[Opening Data for the task section]
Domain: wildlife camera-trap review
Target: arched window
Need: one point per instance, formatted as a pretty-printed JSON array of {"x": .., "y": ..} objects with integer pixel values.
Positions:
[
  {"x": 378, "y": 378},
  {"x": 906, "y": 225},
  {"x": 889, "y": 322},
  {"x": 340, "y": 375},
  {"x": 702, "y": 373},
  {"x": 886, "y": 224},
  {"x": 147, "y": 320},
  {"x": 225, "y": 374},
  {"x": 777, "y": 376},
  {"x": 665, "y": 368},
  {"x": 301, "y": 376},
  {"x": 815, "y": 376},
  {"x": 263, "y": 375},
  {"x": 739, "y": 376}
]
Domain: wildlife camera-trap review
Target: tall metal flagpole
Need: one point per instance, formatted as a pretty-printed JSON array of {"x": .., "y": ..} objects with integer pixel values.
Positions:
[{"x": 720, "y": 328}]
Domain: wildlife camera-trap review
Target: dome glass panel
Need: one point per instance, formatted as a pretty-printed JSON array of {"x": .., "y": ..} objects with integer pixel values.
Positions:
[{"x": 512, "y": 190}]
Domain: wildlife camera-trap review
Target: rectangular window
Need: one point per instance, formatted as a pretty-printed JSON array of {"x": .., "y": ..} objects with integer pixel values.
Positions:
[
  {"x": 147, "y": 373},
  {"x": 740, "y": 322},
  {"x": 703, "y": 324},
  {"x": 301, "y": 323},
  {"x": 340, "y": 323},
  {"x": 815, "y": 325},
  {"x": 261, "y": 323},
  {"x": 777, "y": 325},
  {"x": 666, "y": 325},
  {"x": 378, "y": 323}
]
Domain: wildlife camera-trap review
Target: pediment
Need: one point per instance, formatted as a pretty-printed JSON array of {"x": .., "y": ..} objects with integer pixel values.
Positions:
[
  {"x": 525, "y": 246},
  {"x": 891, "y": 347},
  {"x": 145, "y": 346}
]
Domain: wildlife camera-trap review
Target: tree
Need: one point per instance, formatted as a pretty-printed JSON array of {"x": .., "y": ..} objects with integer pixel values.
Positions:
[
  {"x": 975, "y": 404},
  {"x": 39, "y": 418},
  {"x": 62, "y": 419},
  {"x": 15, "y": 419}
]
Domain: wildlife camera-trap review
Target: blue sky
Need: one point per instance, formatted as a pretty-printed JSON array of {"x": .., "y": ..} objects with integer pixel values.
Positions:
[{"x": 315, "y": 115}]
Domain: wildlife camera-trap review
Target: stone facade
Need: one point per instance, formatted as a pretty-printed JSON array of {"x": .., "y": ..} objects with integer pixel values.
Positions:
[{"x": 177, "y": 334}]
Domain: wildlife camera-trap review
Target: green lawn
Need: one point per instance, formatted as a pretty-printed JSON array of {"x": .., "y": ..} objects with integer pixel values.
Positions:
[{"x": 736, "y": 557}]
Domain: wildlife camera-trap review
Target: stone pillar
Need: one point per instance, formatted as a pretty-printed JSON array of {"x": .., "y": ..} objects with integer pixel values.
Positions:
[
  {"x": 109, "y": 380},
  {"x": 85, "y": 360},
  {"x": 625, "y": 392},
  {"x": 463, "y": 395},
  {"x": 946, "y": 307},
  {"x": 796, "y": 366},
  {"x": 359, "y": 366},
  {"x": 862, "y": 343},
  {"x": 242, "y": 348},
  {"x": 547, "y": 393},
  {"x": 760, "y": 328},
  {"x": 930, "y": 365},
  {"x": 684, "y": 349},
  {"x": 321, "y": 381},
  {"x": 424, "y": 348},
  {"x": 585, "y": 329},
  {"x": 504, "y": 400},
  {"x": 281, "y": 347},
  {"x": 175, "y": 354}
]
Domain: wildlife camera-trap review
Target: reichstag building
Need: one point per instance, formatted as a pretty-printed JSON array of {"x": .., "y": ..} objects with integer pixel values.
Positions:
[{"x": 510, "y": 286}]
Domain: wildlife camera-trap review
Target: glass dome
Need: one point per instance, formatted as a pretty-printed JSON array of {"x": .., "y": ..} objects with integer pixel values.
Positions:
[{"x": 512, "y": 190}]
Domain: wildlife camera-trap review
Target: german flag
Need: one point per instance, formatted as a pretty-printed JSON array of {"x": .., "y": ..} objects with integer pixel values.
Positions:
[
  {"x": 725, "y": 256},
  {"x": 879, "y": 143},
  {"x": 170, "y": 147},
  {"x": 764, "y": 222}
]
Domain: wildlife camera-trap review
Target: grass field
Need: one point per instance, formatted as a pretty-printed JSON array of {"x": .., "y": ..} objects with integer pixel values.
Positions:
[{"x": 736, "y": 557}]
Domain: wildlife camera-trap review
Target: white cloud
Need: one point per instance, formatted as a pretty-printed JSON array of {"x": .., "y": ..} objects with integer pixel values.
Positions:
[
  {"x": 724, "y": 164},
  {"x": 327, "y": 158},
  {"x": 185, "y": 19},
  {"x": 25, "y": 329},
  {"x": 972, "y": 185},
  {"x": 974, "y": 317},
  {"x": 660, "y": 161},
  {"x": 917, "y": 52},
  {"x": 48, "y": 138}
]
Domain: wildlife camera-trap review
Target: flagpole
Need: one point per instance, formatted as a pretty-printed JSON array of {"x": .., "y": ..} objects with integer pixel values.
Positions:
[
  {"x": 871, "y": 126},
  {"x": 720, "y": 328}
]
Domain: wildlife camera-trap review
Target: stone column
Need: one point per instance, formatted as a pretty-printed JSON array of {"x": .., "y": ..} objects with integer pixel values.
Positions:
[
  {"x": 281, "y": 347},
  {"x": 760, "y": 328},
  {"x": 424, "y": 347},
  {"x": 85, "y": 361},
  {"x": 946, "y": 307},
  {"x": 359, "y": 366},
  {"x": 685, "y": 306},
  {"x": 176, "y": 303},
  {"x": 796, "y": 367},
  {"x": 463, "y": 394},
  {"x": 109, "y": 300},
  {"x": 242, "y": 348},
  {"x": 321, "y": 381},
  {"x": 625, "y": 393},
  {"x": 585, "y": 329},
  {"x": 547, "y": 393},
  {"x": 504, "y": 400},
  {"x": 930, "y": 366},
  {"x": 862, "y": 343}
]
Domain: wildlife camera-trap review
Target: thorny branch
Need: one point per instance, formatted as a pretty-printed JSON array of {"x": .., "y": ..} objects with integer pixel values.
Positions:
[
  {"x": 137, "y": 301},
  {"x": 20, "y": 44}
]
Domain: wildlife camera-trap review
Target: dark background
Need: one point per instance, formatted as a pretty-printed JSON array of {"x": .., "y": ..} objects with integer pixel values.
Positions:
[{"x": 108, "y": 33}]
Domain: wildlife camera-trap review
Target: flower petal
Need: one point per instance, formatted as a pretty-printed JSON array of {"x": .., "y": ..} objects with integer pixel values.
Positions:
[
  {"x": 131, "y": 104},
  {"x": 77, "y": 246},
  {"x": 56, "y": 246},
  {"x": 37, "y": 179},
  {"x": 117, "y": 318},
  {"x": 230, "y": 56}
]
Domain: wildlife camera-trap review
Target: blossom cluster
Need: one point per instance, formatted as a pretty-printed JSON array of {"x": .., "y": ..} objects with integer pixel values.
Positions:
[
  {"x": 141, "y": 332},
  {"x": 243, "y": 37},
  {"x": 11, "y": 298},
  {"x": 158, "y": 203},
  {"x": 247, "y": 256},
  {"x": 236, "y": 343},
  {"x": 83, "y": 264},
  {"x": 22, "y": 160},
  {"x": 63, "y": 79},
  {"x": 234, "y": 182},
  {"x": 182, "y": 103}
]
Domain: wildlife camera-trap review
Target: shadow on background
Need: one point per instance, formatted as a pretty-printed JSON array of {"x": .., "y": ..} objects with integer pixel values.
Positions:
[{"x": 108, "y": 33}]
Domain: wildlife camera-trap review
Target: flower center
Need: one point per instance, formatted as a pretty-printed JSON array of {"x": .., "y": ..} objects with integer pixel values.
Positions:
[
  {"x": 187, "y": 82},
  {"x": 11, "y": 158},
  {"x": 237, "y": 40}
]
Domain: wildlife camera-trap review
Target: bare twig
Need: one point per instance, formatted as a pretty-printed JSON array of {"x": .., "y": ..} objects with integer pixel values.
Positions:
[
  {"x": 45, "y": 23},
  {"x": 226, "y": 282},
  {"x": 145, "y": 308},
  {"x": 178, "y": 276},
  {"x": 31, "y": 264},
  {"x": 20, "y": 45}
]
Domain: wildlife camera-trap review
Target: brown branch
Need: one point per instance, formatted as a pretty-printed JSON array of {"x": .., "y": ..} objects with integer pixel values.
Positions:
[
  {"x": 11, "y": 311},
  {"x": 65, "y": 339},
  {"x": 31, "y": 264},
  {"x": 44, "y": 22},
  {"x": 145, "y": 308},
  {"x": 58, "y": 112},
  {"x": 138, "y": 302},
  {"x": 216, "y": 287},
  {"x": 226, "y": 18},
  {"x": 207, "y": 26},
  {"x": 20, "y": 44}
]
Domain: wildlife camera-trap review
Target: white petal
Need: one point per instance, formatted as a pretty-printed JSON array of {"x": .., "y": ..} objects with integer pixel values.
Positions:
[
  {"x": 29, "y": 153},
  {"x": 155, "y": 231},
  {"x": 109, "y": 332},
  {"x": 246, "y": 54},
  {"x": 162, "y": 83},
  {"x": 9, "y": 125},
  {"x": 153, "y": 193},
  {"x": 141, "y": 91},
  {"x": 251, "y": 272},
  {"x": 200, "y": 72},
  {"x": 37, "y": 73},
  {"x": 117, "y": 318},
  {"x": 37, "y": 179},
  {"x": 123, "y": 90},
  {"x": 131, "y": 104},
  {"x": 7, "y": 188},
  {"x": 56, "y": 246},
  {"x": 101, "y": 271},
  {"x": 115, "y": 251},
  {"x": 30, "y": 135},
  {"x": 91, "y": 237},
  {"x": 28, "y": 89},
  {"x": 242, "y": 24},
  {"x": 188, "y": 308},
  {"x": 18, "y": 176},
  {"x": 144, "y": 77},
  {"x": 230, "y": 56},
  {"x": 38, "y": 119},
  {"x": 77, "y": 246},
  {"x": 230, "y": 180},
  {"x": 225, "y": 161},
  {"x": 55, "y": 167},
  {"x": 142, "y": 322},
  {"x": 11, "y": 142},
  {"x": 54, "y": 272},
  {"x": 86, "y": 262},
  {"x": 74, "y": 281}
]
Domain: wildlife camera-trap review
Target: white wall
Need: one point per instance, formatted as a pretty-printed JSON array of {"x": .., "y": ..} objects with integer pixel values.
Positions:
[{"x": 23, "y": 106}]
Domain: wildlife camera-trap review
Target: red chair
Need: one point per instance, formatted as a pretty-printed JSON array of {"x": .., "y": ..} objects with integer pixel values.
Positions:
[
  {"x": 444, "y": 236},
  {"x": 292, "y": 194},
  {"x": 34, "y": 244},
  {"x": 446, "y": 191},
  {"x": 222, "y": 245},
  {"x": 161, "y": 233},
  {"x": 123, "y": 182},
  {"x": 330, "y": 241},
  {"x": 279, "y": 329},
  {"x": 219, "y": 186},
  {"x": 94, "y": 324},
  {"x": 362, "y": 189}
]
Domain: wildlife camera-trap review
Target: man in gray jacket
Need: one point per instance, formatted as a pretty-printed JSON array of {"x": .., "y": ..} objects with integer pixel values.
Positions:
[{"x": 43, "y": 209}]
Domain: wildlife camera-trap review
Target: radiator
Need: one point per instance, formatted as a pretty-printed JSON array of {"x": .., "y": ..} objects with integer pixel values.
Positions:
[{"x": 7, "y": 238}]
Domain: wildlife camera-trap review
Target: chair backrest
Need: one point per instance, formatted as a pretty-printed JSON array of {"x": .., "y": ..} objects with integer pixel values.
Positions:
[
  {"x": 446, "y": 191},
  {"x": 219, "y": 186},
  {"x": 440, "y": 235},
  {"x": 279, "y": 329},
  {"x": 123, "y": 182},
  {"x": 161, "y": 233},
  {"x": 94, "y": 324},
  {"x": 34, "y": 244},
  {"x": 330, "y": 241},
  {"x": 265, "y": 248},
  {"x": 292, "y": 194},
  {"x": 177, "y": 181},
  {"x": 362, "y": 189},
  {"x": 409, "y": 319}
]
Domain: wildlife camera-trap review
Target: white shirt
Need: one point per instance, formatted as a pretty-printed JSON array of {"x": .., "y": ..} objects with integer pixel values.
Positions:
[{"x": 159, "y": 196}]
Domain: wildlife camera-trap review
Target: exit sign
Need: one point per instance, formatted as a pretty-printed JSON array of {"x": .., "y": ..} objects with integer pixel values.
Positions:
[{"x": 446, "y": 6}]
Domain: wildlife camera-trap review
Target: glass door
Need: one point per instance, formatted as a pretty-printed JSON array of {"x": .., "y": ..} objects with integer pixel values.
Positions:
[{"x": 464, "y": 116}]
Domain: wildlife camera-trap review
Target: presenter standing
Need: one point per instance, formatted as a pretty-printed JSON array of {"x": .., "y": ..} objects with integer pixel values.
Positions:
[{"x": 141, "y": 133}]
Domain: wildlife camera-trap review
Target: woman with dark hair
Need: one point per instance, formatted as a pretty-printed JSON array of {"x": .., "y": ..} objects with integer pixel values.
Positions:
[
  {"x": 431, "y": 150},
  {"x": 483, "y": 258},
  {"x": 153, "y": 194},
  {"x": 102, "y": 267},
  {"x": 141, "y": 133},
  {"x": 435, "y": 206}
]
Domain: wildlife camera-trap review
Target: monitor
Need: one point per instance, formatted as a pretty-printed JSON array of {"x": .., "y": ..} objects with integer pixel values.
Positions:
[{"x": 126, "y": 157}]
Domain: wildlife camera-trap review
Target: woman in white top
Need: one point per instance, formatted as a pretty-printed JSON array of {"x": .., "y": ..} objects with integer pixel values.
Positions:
[Closing Data for the task section]
Task brief: Lines that contain "window" are the result; find them in the entries above and copy each one.

Response to this task:
Target: arched window
Target: rectangular window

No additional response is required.